Rows:
◇ ◇ ◇
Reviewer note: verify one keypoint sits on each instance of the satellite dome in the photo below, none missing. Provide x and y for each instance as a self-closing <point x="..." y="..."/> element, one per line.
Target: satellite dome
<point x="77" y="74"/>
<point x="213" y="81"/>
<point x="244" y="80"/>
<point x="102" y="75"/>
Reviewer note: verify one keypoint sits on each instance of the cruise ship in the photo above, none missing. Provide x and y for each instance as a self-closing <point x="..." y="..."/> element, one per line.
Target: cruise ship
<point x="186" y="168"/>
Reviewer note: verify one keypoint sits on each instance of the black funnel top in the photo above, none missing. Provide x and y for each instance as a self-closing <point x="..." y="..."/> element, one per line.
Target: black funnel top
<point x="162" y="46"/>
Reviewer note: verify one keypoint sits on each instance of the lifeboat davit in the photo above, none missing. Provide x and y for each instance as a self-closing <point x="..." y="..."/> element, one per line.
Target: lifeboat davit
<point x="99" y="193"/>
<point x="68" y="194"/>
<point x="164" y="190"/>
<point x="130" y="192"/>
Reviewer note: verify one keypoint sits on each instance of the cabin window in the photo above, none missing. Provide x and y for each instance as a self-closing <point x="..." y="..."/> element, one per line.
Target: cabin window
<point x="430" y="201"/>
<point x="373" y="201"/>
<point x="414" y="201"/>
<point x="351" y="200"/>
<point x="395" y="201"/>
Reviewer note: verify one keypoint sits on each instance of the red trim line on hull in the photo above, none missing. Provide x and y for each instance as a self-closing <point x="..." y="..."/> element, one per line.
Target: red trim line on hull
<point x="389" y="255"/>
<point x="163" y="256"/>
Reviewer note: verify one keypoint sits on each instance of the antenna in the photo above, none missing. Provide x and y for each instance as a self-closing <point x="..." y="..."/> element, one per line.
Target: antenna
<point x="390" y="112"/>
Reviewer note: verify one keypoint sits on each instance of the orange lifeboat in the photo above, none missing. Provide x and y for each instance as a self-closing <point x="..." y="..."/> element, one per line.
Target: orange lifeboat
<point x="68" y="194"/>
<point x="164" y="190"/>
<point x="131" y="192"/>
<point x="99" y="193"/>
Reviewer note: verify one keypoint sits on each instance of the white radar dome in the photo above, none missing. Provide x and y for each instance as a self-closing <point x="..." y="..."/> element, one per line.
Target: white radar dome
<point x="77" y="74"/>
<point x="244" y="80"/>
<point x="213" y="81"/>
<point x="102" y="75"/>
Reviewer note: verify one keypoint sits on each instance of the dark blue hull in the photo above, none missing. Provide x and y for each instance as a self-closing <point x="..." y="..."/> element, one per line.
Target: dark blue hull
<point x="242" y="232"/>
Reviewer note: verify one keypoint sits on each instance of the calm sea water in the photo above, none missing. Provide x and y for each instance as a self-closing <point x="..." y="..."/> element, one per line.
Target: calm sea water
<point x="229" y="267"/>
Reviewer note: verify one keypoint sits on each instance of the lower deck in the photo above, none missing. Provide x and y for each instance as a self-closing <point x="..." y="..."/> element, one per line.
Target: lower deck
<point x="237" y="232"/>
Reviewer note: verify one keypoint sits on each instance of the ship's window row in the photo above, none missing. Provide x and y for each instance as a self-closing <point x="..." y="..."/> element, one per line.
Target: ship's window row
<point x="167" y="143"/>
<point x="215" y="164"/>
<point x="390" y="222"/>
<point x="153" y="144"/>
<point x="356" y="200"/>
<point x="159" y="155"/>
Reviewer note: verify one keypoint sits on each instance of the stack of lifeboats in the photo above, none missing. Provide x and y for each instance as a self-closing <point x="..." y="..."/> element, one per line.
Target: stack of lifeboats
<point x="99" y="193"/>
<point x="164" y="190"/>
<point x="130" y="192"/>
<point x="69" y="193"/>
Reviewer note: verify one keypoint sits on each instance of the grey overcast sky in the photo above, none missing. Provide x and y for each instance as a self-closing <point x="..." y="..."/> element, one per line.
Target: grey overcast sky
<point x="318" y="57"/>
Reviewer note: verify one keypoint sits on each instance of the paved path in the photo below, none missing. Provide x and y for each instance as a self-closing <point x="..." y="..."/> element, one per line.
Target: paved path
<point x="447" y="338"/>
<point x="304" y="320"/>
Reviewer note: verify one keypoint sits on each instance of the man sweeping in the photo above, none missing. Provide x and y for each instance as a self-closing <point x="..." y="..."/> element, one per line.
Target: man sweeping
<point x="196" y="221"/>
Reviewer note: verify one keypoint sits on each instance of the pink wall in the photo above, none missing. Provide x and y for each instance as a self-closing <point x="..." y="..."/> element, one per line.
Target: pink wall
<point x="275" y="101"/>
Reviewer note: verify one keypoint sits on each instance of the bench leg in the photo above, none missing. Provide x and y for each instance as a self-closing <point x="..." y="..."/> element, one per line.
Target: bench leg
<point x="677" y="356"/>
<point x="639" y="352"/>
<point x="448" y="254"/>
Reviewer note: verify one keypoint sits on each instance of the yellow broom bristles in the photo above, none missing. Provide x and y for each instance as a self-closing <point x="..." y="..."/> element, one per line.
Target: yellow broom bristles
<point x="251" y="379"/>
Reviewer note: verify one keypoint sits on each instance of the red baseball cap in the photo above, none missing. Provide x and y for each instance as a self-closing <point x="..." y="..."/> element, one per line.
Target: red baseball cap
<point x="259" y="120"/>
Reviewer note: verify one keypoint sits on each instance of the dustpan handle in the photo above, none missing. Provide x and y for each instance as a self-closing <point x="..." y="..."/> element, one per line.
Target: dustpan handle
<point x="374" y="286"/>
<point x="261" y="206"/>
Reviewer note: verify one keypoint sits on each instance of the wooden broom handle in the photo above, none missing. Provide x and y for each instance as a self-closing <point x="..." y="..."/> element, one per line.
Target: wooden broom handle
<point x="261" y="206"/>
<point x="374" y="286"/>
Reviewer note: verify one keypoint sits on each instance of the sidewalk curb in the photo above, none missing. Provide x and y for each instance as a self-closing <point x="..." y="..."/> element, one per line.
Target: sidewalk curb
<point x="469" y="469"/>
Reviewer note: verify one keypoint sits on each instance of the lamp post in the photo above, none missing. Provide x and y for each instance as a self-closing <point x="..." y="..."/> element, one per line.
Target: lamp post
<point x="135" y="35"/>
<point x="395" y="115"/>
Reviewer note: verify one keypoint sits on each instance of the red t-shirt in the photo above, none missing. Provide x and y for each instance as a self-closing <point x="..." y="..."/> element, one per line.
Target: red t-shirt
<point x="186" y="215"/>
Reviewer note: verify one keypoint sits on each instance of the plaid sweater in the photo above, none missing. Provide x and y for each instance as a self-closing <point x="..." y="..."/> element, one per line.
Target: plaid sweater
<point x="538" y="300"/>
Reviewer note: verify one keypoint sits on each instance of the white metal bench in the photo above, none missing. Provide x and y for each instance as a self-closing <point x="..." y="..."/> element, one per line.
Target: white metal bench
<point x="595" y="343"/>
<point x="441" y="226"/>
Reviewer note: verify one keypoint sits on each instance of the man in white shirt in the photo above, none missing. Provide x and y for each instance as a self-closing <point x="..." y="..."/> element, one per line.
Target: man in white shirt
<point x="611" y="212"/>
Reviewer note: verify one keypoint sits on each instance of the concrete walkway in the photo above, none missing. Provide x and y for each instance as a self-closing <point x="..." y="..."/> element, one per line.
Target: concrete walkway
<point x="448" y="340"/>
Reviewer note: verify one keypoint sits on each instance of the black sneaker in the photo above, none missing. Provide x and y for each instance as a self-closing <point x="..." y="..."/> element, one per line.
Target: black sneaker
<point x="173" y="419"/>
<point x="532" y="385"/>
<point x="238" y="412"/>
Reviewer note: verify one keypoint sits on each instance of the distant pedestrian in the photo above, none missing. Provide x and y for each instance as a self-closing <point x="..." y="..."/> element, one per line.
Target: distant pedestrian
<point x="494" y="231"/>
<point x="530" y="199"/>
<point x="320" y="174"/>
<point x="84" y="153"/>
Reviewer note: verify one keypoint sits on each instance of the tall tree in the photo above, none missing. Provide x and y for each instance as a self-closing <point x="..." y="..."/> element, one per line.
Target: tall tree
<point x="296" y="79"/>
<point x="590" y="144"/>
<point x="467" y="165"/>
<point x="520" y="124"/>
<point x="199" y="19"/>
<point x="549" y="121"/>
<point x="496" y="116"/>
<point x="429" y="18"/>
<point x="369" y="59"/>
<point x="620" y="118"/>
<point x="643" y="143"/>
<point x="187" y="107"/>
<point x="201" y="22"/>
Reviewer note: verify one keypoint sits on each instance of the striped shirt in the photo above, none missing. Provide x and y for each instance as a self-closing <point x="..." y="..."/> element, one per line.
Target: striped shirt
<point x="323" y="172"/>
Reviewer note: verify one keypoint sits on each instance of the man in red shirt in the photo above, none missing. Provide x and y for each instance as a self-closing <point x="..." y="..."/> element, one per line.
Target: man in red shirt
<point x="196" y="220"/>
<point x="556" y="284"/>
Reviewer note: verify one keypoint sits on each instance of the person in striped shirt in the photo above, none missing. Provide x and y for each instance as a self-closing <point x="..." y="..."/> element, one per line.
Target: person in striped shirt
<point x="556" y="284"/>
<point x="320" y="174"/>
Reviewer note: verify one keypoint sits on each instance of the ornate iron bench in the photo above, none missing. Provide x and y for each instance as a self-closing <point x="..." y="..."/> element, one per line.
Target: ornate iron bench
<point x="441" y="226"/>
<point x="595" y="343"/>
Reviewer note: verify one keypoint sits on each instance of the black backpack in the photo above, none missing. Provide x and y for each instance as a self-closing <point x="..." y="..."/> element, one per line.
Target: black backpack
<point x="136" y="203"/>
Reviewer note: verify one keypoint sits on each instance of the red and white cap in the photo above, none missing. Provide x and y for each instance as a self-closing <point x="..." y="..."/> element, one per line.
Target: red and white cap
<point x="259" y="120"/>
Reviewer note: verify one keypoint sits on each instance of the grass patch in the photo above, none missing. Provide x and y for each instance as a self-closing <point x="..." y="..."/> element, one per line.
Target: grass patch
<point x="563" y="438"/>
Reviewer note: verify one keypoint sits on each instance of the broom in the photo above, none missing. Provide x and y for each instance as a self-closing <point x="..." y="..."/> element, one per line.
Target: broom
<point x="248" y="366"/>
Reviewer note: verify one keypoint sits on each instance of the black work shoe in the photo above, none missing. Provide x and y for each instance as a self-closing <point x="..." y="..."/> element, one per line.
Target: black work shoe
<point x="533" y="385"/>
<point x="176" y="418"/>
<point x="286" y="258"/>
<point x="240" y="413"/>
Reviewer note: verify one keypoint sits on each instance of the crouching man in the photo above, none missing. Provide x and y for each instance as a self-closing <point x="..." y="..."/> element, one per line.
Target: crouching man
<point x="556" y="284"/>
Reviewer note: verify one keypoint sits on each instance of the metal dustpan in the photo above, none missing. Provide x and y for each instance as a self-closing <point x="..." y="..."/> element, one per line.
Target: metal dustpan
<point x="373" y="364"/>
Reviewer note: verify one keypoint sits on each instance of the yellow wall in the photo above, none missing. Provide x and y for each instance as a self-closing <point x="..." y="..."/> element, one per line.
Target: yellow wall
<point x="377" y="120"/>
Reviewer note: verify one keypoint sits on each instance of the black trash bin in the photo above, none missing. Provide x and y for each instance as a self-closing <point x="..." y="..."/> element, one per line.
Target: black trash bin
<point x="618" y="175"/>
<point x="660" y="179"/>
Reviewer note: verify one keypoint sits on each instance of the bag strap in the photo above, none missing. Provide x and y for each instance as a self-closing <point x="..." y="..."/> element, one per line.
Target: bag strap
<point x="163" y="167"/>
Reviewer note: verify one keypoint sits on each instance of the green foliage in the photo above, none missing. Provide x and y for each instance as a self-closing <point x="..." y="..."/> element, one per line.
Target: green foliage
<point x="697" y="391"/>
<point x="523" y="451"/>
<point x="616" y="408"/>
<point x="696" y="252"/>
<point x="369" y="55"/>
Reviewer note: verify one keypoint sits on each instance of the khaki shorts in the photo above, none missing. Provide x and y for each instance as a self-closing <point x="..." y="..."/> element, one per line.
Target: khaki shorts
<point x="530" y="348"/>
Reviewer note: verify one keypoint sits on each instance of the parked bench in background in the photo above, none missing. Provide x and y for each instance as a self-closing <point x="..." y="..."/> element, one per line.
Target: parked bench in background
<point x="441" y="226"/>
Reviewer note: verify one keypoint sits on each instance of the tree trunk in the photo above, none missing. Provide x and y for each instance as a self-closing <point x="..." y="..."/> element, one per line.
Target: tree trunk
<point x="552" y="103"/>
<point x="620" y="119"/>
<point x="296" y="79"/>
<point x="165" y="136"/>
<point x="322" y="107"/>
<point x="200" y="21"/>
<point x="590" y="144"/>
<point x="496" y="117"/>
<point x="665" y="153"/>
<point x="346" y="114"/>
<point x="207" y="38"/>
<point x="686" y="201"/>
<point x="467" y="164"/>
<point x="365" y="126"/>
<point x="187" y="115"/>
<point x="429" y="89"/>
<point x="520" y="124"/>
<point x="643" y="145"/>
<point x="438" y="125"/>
◇ ◇ ◇
Exercise instructions: Only the lines from the one with "of the parked" through the end of the material are wanted; copy them exactly, both ends included.

Reply to the exercise:
Reviewer note: verify one keypoint sits on each instance of the parked bench in background in the photo above, none missing. Provide x and y for each instance as a self-closing <point x="..." y="..."/> element, one per line.
Target: parked bench in background
<point x="441" y="226"/>
Reviewer note: verify one keypoint sits on each instance of the tree trunk in the photo above, none missing. Provide x and y for each instance as a self-closing <point x="..." y="..."/> element, one per line.
Target: tree trunk
<point x="552" y="103"/>
<point x="620" y="119"/>
<point x="296" y="79"/>
<point x="165" y="136"/>
<point x="322" y="107"/>
<point x="200" y="21"/>
<point x="590" y="144"/>
<point x="496" y="117"/>
<point x="665" y="153"/>
<point x="346" y="114"/>
<point x="207" y="38"/>
<point x="686" y="201"/>
<point x="467" y="164"/>
<point x="365" y="126"/>
<point x="187" y="115"/>
<point x="429" y="89"/>
<point x="520" y="124"/>
<point x="643" y="145"/>
<point x="438" y="125"/>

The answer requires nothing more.